* Texte fourni

"Complexité kafkaïenne, sous-financement chronique, insatisfaction des usagers et des personnels, multiplication des dérogations: le système d'accueil des jeunes enfants en crèche est à bout de souffle", observe la députée Renaissance Sarah Tanzilli. "Les travaux ont démontré que les défaillances identifiées n'étaient pas la conséquence de l'ouverture du secteur des crèches au secteur privé ou de l'influence des fonds d'investissement", a précisé l'élue du Rhône à l'AFP. "C'est le modèle économique et les règles de fonctionnement des crèches qui ont contribué à établir un cercle vicieux de la défaillance", explique-t-elle.

(Relevés de régions étiquetées)
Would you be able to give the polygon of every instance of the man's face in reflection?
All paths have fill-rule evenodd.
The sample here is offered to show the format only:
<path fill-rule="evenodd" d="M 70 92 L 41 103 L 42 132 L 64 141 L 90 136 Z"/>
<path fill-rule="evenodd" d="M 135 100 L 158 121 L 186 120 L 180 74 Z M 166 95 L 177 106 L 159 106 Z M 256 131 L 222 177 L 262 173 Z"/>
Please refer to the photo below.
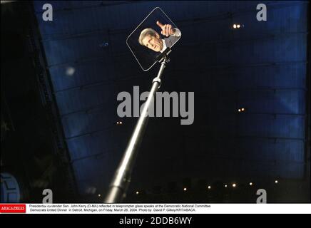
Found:
<path fill-rule="evenodd" d="M 158 52 L 163 48 L 163 43 L 158 33 L 156 36 L 147 35 L 142 41 L 143 46 L 154 51 Z"/>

* Vos consignes
a) Quelles défaillances du système d'accueil des jeunes enfants la députée énumère-t-elle dans la première citation du texte sur les crèches ? Citez-les toutes.
b) Pourriez-vous prolonger le texte sur les crèches après sa dernière phrase ?

* Réponses par consigne
a)
- Complexité kafkaïenne
- Sous-financement chronique
- Insatisfaction des usagers et des personnels
- Multiplication des dérogations

b)
Le rapport doit être soumis lundi après-midi au vote de la Commission, où siège l'ensemble des groupes de l'Assemblée. Après la parution en septembre de deux livres-enquêtes mettant en cause les crèches privées, "Le prix du berceau" et "Babyzness", LFI avait obtenu en novembre, contre l'avis des groupes LR et Renaissance, la création de cette commission chargée d'enquêter sur le modèle économique des crèches et la qualité d'accueil du jeune enfant.
Mais le poste de président est revenu à un député LR Thibault Bazin, et celui de rapporteure à Mme Tanzilli. Vice-président, le député LFI William Martinet a indiqué à la presse qu'il publierait un contre-rapport.
"Cercle vicieux"
Les pouvoirs publics ont mis l'accent sur la quantité de places plutôt que la qualité d'accueil, pourtant essentielle quand "les neurosciences montrent que les 1.000 premiers jours de l'enfant sont déterminants dans son avenir", selon Mme Tanzilli.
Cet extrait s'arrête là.